2. Recommendations on Program Needs
a) Develop a Program to Provide National Leadership on Research
The Committee recommends that EPA provide national leadership for
research on the assessment and mitigation of environmental impacts
arising from natural hazards because the major unaddressed issues fall
within EPA's area of expertise and existing elements of EPA's research
programs are compatible with the issues that need to be addressed.
Such research would be, for example, consistent with the primary goal of
the U.S. Global Change Research Program (USGCRP), for example, is to
"determine the local, regional and national climate change and variability
in the context of other existing and potential future stresses on human
health, the environment, society and the economy." One approach would
be to expand the scope of the Global Change Research Program to
include a research program on extreme events (natural hazards).

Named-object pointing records
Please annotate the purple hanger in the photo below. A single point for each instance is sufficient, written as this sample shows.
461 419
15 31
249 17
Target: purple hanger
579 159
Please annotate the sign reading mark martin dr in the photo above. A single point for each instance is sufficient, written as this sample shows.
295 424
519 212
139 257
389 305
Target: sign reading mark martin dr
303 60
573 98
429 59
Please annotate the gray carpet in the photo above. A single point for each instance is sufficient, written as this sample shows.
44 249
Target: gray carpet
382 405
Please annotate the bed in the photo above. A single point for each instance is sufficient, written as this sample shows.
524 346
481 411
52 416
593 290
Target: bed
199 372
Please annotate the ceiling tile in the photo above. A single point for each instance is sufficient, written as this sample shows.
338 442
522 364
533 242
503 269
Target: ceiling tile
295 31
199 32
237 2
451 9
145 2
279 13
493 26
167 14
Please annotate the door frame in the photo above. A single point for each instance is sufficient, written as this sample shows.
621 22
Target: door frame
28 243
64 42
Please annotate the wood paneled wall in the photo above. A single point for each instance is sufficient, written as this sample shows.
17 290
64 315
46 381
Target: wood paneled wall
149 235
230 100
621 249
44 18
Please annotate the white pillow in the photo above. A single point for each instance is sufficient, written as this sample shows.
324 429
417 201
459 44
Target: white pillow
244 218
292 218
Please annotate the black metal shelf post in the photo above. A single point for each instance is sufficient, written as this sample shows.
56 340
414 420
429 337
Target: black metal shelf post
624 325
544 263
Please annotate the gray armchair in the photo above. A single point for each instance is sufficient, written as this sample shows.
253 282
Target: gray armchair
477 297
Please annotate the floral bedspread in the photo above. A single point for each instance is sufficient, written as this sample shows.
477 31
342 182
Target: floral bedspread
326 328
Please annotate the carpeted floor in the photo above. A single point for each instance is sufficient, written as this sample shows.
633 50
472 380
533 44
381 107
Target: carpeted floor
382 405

[COMPLETE THE FOLLOWING]
**a.** Answer these questions from the recommendations excerpt, one line each:
(i) Which agency does the Committee recommend should provide national leadership for research?
(ii) Research on what does the Committee want that leadership to cover?
(iii) Which program could be expanded in scope, and to include what?
**b.** How might the recommendations excerpt go on after its final sentence? Write the next passage.

[OUTPUTS IN ORDER]
**a.**
(i) EPA
(ii) The assessment and mitigation of environmental impacts arising from natural hazards
(iii) The Global Change Research Program, to include a research program on extreme events (natural hazards)

**b.**
b) Develop Hazard Zoning Schemes in which Environmental Sensitivity is a
Key Parameter
Facility siting and structural design considerations vary with the nature of
the facility, intensity of extreme events and the vulnerabilities of the
ecosystem(s) involved. The Committee recommends EPA help public
officials and the private sector make decisions on siting and design by
developing environmental sensitivity information at various spatial scales.
and presenting it in conjunction with existing frequency-severity indices
for various hazards. (There are new data visualization techniques for
both spatial and temporal information which make these relationships
easier to understand.)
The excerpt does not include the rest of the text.